DATASET EXCERPTS:
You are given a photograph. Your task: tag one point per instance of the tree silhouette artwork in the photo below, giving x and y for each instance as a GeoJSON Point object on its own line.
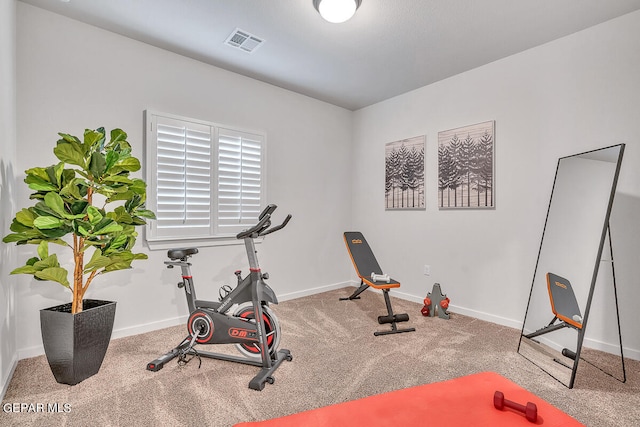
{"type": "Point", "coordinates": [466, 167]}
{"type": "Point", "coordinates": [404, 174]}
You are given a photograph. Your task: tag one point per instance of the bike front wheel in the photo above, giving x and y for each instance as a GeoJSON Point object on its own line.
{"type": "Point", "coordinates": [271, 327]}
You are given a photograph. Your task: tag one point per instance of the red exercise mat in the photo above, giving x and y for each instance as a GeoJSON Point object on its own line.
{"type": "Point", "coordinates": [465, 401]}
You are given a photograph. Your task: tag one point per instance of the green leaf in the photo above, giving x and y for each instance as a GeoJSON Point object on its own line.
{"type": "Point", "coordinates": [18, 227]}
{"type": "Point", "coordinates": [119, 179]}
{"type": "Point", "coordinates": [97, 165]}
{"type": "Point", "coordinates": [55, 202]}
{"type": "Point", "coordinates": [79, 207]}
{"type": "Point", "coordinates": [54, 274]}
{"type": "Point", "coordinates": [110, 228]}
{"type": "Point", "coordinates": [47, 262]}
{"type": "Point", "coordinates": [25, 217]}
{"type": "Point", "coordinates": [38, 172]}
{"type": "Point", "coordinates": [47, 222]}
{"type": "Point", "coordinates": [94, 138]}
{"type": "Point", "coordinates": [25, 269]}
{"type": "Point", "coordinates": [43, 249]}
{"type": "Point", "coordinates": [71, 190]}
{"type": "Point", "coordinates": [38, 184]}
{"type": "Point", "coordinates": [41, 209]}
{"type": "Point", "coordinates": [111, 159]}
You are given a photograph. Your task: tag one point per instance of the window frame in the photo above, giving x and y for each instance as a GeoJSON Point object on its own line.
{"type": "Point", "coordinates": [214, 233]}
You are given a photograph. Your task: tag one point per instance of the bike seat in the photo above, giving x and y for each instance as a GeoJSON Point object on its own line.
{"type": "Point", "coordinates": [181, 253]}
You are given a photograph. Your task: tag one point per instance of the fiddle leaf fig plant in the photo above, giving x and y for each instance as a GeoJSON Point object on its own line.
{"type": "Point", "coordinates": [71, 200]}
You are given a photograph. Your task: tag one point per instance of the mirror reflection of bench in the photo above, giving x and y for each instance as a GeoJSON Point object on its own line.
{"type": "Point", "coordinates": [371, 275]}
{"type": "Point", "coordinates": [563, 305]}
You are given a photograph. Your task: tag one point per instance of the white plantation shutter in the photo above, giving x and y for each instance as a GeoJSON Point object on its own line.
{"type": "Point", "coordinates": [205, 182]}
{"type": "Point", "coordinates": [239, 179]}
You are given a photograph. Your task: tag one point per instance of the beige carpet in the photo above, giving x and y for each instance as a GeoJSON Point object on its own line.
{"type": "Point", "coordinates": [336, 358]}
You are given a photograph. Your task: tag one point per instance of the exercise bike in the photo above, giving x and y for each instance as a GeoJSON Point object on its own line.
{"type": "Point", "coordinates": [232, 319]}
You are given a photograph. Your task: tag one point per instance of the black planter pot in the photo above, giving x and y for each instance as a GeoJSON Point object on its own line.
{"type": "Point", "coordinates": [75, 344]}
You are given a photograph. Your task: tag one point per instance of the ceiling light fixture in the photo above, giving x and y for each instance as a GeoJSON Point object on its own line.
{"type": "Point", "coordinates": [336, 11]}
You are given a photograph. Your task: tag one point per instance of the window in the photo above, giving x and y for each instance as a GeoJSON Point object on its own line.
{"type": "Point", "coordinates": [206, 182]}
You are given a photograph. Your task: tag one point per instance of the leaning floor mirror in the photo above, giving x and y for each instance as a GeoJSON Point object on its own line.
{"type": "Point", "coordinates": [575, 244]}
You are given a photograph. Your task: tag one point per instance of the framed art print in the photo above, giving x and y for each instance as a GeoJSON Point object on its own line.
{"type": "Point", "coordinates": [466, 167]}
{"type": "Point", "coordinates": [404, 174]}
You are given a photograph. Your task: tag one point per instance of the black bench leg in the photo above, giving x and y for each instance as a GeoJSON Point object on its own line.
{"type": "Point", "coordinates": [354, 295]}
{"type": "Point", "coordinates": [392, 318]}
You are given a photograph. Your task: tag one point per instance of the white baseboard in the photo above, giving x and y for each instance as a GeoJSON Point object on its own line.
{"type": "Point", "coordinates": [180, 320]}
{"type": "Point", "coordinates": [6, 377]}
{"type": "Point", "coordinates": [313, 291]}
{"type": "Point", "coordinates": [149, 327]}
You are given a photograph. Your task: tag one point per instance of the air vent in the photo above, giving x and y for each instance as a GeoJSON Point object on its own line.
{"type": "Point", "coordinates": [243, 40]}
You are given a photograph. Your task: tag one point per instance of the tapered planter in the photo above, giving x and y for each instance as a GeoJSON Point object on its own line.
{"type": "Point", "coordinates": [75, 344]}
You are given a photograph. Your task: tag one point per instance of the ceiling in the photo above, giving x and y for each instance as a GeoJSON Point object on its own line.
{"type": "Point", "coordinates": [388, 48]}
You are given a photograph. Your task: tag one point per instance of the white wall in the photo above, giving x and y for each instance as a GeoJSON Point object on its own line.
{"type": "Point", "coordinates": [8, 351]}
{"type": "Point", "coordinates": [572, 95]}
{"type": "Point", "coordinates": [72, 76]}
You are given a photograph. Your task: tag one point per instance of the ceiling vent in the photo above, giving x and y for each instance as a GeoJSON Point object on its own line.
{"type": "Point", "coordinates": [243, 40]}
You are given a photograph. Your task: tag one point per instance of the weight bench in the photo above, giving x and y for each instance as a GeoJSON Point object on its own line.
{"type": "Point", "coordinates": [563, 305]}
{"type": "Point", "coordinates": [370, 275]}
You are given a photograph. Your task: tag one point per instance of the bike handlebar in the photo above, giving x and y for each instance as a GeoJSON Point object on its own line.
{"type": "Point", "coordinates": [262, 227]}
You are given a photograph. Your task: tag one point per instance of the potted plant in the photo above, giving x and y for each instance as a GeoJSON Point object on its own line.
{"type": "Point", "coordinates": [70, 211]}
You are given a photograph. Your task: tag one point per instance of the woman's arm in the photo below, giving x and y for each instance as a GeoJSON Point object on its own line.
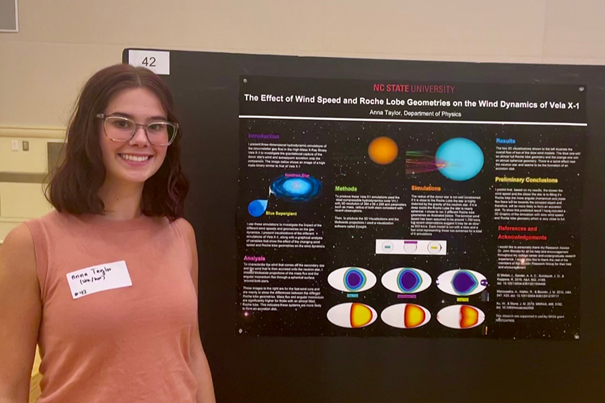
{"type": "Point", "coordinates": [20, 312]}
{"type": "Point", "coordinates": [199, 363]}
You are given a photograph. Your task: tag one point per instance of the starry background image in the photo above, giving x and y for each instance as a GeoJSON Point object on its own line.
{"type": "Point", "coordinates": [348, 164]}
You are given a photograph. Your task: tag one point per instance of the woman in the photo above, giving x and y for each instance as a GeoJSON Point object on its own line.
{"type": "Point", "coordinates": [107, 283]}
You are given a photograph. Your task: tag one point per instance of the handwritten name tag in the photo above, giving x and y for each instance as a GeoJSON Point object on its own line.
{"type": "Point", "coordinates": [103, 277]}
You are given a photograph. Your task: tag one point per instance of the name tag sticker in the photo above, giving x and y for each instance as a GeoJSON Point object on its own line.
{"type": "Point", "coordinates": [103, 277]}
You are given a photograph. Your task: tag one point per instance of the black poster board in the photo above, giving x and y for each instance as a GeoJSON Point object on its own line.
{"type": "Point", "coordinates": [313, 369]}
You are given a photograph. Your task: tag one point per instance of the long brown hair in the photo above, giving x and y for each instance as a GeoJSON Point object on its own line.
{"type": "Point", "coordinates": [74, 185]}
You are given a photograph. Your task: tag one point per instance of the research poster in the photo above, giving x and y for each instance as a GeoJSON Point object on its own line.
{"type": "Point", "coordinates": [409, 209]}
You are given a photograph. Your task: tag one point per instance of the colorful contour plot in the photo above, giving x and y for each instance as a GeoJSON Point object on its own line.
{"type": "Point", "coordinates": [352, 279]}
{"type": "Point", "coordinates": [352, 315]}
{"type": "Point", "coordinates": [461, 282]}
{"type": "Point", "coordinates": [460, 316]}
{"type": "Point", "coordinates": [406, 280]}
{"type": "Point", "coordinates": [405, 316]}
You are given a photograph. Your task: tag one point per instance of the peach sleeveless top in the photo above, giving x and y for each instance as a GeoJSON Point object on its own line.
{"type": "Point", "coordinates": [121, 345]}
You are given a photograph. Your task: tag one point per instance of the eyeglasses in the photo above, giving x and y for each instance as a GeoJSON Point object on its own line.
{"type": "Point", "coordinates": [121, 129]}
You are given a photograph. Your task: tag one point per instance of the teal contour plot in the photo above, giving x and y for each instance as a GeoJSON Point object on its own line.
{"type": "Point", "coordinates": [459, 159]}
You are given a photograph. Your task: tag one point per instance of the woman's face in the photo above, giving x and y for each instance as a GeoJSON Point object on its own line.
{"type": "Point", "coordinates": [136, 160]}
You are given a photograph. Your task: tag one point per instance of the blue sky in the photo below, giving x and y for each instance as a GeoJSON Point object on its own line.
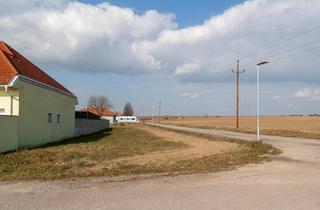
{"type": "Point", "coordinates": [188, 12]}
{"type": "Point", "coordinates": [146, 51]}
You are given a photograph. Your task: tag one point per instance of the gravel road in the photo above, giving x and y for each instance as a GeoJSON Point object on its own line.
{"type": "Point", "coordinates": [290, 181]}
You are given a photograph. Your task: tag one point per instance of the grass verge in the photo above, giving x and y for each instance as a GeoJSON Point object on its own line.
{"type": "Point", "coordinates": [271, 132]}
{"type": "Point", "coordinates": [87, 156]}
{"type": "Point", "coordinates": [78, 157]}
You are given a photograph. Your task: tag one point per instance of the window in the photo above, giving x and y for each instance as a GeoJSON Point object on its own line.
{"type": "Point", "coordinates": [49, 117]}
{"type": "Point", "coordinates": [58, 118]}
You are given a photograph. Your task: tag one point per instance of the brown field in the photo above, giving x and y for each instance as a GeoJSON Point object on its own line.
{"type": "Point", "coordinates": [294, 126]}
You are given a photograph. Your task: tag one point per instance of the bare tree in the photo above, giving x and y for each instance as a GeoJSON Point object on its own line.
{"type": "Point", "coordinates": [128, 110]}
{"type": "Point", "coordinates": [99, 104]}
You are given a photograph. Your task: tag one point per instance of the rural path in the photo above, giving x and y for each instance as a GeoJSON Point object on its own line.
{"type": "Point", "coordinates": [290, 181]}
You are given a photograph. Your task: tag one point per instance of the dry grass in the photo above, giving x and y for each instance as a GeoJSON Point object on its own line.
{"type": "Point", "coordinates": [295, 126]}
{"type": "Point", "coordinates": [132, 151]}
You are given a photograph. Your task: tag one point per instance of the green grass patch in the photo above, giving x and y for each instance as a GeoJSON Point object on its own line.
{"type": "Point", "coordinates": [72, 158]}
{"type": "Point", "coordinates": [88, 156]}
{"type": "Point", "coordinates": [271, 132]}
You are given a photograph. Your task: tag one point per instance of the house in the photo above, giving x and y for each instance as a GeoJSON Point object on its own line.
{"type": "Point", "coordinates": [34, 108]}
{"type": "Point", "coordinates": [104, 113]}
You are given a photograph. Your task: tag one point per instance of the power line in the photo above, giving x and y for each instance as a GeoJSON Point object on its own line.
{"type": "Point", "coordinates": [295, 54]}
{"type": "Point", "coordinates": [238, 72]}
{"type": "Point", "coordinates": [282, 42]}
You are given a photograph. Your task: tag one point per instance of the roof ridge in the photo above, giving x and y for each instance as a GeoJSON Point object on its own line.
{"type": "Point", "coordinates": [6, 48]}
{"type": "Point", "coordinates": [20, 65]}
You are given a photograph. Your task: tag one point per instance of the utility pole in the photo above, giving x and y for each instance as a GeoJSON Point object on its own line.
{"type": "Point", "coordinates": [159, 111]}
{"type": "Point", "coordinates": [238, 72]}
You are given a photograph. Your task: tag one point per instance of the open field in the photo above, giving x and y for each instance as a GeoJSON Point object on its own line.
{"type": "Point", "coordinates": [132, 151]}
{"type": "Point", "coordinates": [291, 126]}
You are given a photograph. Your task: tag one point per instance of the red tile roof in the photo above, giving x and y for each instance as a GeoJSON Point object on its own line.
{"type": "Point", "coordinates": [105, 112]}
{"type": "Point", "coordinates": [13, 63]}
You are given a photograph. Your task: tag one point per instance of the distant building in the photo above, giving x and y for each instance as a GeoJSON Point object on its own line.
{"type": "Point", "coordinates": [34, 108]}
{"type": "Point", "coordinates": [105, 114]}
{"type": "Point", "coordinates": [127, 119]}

WHAT THE TASK ASKS:
All lines from the one containing "of the house" through the final line of the listing above are to be reproduced exactly; include both and add nothing.

EXERCISE SOLUTION:
You are given a photograph. Your task: tag one point per instance of the house in the photo above, giving x and y for each instance as a GeoJSON Point object on its own line.
{"type": "Point", "coordinates": [34, 108]}
{"type": "Point", "coordinates": [104, 113]}
You are given a photograph. Your task: tag one point per instance of the power line in the photo above, giving x and y for each instance as a GeoJSON Point object on its own line.
{"type": "Point", "coordinates": [295, 54]}
{"type": "Point", "coordinates": [238, 72]}
{"type": "Point", "coordinates": [282, 42]}
You are given a photograph. Your task: tag one point per instance of the roof ridge in the photo above, giving x and y for each instance as a GeoJSON Point object on its own line.
{"type": "Point", "coordinates": [6, 48]}
{"type": "Point", "coordinates": [20, 65]}
You are given a photograph. Your task: tag one point per instance of the utility pole in the photo above, giving x and y for each instance as a GeoJSON Point object on its own line.
{"type": "Point", "coordinates": [159, 111]}
{"type": "Point", "coordinates": [238, 72]}
You are given a photograph. Your task: tag one point per instance of the open field in the photo above, giving x and y for each instance as a GeoJSON Point object on its own line.
{"type": "Point", "coordinates": [132, 151]}
{"type": "Point", "coordinates": [291, 126]}
You are given a photograph. Your task: tag one point per instance of the red tile roof in the photo above, giving x and y for each instance as a GeoJSON Point object on its own line.
{"type": "Point", "coordinates": [105, 112]}
{"type": "Point", "coordinates": [13, 63]}
You are given a photograph. Your task: tag one point per instance of the distant building in the photo above, giving x and y for each instance as a GeoJSON Point object on its own line.
{"type": "Point", "coordinates": [34, 108]}
{"type": "Point", "coordinates": [105, 114]}
{"type": "Point", "coordinates": [127, 119]}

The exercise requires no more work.